##### Recorded data

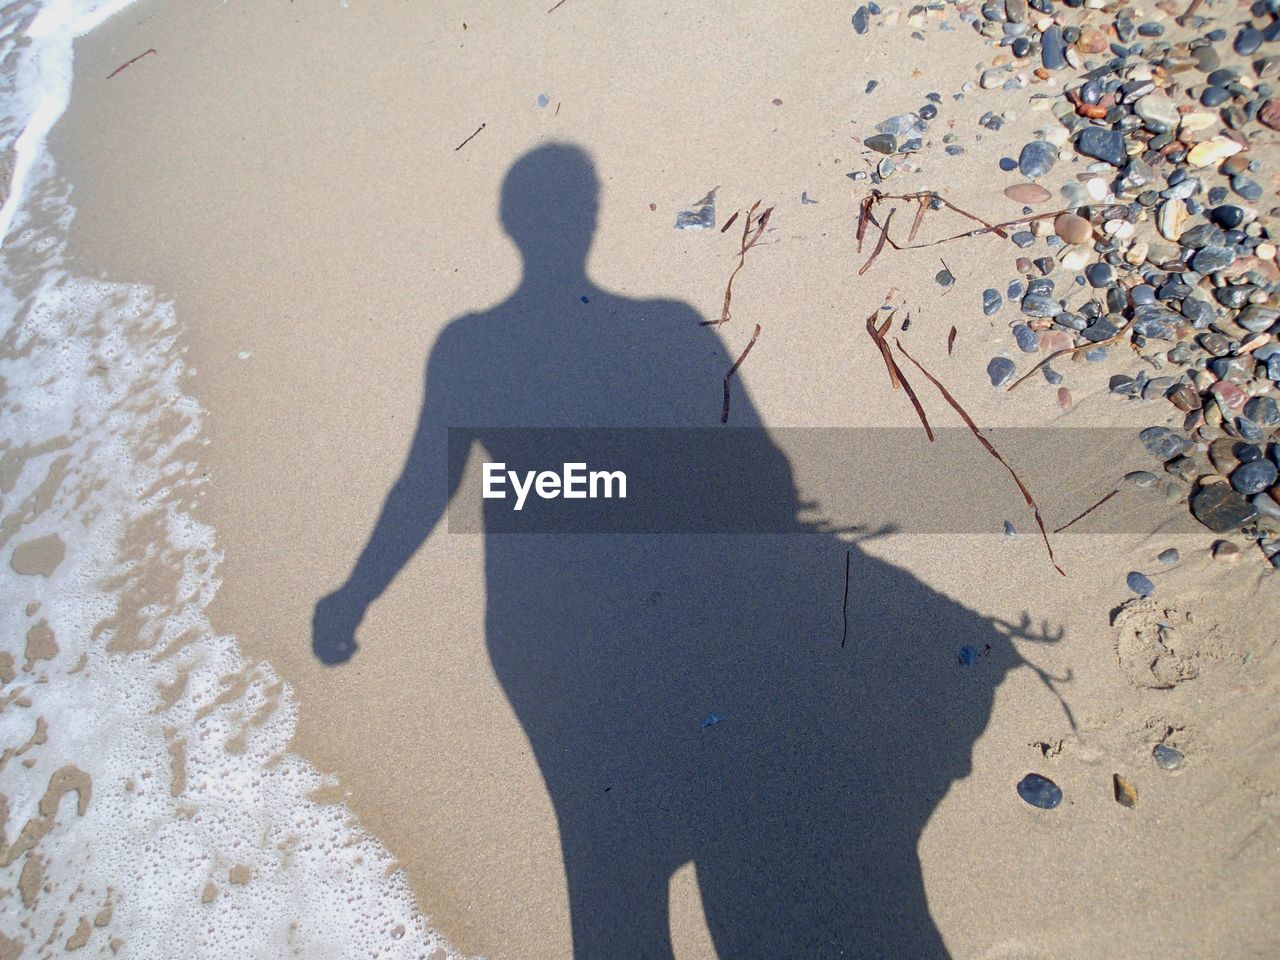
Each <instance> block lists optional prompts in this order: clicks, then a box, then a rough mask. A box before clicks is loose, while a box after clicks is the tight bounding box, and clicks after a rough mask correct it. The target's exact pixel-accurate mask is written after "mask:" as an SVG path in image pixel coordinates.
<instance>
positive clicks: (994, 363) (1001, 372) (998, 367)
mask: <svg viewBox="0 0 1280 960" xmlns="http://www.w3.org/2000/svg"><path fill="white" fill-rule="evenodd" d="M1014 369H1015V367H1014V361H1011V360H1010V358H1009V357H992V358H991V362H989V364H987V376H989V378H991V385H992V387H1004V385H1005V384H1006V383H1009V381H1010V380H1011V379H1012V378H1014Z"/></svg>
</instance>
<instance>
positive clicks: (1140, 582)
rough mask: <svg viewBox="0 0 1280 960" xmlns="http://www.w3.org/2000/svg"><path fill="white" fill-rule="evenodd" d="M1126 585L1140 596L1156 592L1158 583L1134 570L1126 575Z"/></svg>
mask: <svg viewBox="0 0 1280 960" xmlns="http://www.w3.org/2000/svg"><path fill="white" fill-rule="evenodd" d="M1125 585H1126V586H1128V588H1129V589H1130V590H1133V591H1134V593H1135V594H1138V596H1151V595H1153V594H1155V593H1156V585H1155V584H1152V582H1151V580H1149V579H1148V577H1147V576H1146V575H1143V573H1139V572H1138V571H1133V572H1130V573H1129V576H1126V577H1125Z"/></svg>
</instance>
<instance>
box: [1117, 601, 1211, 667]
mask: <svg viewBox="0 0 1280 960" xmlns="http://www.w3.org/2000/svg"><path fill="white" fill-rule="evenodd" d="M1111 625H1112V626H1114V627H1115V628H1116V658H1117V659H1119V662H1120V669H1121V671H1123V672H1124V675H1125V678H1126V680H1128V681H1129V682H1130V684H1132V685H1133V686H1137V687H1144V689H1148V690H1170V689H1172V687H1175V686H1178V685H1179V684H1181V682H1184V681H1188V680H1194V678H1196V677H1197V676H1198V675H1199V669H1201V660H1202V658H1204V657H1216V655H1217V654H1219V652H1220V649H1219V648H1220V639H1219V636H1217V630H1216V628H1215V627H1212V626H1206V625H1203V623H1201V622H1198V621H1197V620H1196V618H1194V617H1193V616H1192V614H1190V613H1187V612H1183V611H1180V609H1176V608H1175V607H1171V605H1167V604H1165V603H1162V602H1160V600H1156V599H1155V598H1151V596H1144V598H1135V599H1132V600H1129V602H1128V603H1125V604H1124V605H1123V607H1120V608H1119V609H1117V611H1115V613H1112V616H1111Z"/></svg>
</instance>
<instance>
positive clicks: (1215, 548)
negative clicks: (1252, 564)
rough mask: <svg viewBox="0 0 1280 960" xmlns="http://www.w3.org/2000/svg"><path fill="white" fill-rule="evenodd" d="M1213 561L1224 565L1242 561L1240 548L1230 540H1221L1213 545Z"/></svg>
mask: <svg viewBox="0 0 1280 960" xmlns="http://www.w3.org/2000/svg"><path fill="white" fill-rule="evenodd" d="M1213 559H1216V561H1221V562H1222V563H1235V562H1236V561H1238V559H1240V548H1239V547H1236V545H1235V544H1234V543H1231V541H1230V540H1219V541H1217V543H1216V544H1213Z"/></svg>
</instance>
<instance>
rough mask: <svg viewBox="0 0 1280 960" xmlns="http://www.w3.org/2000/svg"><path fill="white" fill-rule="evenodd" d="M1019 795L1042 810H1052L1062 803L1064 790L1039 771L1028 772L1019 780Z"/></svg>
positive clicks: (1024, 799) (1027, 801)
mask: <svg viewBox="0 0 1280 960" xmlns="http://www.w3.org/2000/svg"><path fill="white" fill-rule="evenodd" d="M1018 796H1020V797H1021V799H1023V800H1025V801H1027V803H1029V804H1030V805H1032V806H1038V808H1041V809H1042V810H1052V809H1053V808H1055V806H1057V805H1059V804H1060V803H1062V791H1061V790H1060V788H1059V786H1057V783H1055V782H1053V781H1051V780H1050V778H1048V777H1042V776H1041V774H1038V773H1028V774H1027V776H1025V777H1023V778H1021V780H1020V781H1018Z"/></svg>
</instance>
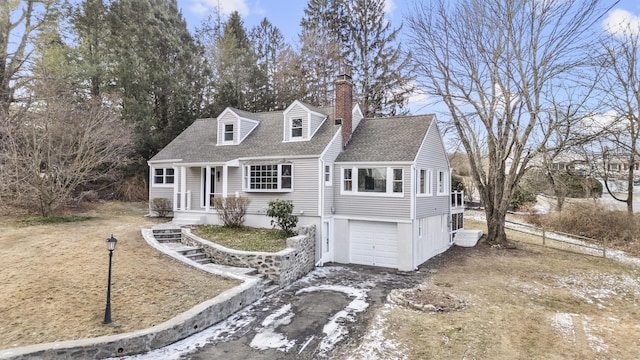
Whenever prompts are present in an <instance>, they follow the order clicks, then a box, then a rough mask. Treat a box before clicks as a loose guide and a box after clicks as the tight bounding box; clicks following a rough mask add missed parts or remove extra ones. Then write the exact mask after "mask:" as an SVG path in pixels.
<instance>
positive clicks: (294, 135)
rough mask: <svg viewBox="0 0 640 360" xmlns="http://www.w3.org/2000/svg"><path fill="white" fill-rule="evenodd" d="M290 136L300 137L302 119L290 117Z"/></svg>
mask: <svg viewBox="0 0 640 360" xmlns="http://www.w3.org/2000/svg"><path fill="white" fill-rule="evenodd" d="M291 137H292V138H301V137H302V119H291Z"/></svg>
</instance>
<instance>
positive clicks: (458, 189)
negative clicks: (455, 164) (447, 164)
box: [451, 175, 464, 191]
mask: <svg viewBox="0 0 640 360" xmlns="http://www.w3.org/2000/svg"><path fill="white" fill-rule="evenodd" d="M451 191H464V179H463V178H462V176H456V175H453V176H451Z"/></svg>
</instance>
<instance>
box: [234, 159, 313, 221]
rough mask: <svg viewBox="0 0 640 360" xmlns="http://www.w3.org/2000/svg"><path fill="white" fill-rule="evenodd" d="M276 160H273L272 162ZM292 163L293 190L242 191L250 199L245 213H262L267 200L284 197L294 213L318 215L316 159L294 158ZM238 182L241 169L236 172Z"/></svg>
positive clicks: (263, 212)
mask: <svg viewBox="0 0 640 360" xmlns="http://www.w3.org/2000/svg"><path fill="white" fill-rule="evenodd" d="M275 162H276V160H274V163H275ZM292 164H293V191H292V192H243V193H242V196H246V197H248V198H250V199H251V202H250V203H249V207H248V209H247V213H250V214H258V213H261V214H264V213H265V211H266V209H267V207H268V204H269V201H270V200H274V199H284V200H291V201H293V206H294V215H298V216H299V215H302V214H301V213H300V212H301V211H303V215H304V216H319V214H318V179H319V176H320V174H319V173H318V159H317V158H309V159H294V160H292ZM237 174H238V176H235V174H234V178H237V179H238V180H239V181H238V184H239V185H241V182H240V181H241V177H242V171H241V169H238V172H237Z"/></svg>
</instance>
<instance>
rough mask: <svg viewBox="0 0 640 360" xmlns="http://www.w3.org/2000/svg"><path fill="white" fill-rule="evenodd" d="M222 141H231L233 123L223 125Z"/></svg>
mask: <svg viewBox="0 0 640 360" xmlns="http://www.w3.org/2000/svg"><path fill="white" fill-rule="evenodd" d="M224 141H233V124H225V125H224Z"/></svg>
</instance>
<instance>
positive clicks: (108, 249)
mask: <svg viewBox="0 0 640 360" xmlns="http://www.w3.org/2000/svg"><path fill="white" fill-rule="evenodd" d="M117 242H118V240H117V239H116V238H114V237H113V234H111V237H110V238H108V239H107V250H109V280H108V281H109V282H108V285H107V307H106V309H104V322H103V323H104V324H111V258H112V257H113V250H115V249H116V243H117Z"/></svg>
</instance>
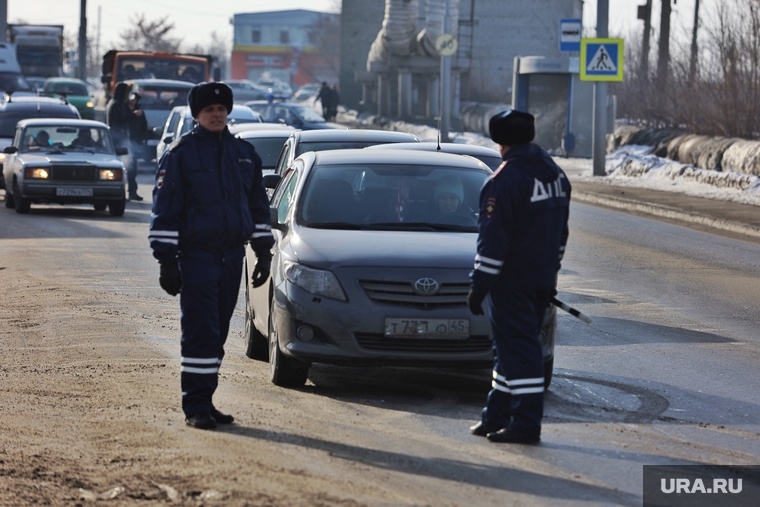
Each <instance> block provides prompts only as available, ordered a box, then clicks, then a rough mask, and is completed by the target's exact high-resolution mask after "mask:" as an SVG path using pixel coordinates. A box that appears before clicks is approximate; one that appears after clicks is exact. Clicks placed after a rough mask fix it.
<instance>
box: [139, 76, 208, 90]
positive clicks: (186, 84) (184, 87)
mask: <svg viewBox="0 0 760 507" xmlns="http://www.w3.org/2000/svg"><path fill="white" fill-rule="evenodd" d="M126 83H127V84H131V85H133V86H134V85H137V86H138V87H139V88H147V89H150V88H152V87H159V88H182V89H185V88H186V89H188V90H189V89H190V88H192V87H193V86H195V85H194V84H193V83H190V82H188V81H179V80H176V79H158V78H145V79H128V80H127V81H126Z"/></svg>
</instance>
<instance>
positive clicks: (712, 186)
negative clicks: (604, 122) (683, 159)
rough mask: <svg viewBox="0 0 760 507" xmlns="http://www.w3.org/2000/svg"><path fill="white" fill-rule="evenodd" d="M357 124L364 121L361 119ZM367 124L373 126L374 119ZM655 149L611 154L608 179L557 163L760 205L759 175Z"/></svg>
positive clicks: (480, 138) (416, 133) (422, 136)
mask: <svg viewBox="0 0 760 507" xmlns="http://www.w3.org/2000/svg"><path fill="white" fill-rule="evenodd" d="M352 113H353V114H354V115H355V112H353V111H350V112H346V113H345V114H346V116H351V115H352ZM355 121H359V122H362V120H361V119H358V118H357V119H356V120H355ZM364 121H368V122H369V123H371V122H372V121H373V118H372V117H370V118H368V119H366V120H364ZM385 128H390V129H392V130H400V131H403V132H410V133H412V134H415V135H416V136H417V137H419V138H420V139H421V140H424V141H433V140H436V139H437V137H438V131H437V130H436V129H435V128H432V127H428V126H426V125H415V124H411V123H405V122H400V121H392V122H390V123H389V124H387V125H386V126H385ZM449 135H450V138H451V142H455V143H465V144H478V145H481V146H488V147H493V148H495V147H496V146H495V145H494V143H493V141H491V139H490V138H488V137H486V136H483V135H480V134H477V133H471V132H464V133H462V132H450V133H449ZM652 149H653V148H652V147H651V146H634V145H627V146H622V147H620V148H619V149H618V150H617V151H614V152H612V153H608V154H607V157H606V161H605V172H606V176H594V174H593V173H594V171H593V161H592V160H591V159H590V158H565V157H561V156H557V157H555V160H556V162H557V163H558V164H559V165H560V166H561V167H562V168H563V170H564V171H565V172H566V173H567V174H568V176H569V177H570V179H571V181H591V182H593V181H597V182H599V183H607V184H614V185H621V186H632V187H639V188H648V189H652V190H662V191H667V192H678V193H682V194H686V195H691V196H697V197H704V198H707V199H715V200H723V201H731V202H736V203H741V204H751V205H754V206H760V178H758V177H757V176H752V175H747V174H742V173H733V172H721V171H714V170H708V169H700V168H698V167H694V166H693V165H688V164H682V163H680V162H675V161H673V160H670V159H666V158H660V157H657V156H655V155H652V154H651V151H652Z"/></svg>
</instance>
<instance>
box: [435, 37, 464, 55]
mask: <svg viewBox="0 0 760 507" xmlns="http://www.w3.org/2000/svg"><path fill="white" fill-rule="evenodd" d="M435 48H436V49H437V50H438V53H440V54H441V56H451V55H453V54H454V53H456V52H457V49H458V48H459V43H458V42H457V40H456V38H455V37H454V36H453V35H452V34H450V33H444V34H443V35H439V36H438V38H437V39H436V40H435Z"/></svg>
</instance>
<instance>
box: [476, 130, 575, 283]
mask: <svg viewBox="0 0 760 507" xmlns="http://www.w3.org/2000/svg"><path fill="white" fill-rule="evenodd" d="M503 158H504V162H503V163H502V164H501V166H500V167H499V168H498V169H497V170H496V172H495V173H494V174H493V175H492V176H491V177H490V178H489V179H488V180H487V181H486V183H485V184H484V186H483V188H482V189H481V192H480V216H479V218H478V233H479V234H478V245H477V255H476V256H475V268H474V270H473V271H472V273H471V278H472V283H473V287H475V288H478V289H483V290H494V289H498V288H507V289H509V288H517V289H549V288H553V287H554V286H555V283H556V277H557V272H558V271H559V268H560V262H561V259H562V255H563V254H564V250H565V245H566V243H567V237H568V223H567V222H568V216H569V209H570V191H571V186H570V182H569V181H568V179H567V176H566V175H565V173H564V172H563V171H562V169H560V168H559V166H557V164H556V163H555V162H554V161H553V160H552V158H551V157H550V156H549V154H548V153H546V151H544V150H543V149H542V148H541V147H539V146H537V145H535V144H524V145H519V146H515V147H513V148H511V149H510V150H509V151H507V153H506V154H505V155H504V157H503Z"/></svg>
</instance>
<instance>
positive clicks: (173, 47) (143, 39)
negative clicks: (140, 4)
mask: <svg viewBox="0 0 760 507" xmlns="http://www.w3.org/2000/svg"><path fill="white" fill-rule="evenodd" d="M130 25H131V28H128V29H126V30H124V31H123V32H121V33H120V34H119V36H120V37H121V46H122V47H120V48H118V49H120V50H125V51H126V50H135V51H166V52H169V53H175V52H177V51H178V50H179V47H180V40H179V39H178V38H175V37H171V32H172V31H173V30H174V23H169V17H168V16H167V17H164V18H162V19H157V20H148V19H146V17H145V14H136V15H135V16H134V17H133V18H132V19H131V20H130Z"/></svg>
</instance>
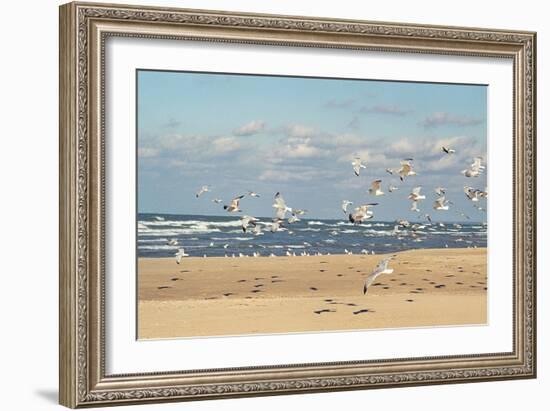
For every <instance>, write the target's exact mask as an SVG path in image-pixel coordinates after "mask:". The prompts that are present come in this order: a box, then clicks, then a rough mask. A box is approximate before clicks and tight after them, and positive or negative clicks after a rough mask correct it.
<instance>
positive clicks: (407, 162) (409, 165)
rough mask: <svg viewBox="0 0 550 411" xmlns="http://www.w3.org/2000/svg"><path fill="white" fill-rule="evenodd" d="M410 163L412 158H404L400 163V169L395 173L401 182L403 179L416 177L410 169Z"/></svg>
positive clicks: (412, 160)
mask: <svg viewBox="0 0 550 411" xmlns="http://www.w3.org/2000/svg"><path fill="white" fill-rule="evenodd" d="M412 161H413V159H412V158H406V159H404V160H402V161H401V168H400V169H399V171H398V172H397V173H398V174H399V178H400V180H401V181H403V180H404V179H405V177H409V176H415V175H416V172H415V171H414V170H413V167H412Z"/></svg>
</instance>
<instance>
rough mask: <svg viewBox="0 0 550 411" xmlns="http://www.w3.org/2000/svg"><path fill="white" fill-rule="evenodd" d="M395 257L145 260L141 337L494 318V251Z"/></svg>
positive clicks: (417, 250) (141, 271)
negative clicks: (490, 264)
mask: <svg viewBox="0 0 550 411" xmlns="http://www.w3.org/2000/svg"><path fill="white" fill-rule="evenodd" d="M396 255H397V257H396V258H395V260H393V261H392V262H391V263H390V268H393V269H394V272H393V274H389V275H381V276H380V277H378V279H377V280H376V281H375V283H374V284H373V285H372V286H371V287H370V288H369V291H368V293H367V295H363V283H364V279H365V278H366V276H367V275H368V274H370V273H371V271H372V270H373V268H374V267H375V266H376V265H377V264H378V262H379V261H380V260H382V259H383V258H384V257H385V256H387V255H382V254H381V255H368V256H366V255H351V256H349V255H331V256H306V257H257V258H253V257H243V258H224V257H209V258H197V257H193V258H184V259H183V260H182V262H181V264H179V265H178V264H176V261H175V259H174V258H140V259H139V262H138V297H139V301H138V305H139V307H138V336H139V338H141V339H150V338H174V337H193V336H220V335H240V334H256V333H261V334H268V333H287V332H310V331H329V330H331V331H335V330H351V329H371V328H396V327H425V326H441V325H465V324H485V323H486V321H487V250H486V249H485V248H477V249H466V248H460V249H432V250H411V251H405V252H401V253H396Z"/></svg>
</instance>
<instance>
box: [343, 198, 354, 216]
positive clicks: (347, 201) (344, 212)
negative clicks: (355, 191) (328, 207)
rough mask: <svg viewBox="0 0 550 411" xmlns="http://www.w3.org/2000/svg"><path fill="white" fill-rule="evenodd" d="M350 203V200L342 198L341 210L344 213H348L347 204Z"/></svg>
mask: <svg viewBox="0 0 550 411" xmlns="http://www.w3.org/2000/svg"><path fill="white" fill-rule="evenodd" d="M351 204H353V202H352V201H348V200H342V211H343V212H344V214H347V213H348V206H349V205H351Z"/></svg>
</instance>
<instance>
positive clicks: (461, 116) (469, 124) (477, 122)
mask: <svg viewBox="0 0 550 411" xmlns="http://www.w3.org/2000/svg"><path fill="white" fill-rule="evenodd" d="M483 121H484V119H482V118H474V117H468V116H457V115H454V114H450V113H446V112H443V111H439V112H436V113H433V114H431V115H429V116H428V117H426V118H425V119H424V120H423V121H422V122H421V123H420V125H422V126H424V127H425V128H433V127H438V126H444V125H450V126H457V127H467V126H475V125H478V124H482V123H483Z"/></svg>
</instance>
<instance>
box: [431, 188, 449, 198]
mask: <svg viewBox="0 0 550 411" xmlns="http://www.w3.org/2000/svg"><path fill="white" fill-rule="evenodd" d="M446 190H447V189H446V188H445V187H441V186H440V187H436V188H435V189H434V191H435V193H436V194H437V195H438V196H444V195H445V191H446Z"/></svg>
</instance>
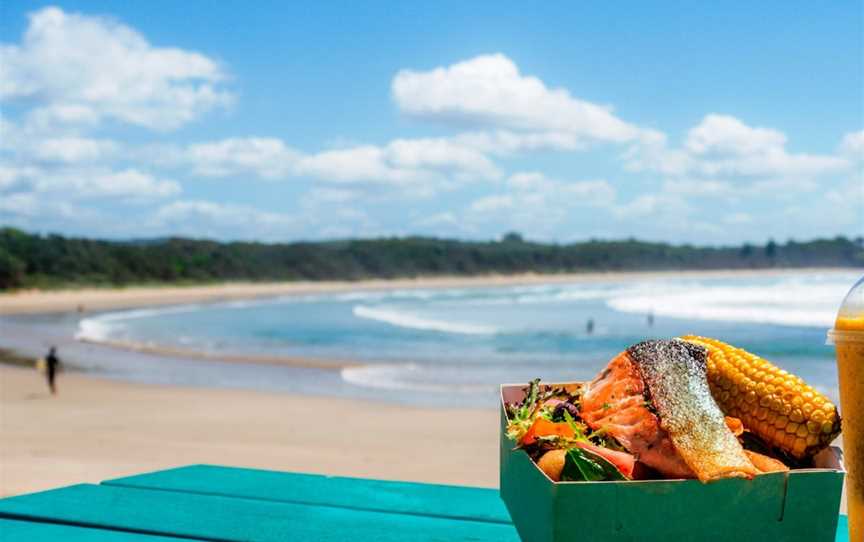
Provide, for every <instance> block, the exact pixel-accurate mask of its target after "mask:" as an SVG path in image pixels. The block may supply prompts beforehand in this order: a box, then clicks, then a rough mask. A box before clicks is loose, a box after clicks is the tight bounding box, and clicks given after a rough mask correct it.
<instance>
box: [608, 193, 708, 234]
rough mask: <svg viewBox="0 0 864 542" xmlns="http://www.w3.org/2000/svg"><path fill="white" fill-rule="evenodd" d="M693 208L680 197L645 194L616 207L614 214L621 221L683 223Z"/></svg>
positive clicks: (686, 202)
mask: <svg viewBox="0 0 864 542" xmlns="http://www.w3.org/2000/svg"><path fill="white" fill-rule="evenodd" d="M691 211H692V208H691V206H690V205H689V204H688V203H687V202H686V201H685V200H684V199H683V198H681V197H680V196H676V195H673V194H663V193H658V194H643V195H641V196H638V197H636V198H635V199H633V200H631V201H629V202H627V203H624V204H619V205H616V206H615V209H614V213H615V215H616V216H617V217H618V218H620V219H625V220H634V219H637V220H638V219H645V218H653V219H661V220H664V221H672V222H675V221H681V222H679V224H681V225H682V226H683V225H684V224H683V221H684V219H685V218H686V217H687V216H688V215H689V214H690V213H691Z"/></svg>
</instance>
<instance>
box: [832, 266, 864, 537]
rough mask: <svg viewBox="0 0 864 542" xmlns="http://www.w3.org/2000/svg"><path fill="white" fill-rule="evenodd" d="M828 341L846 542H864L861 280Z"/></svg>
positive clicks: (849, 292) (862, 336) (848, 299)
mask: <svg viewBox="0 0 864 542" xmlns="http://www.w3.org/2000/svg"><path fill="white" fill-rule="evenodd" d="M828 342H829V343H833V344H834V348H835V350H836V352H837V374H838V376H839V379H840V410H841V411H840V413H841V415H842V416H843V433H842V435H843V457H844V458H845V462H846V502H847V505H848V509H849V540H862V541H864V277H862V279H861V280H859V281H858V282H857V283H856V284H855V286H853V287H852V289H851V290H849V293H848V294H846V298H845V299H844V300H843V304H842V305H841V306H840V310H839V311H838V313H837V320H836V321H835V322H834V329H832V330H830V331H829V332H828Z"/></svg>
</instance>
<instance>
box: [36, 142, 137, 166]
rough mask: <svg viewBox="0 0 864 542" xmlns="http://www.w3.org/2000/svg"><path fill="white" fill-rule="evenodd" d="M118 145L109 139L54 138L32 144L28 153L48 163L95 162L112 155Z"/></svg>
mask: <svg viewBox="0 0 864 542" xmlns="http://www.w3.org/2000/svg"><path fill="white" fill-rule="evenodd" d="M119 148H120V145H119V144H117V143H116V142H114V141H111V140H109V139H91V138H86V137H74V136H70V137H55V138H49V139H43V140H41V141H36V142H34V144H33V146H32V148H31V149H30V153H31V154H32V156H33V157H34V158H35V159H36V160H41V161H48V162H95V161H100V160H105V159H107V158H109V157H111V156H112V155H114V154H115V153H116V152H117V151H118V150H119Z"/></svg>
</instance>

##########

■ Exercise ■
Find every line in the listing above that contains the string "bounding" and copy each one. Matching is case-sensitive.

■ Exercise result ■
Each <instance> block lists optional prompts in this order: clicks, then a box, then a rough mask. A box before clicks is loose, while a box after clicks is the tight bounding box, and clicks after a rough mask correct it. The target's exact pixel-accurate mask is written after "mask:" as an SVG path in image pixel coordinates.
Whenever prompts are present in an <instance>, they follow the order clicks, then a box, then a rough mask. Treat a box before clicks as a loose guide and a box after clicks as the tight bounding box; clicks following a rough mask add missed parts or remove extra ones. Then write the exact mask after "mask:" as an SVG path in pixels.
Provide, for every <instance> block, the exact pixel-accurate mask of its target after "mask:" as an SVG path in image pixels. The block may supply prompts beforehand in this order: a box, then clicks, then a rough mask. A box before clicks is loose, a box after clicks is the tight bounding box, and clicks given after a rough mask correct it.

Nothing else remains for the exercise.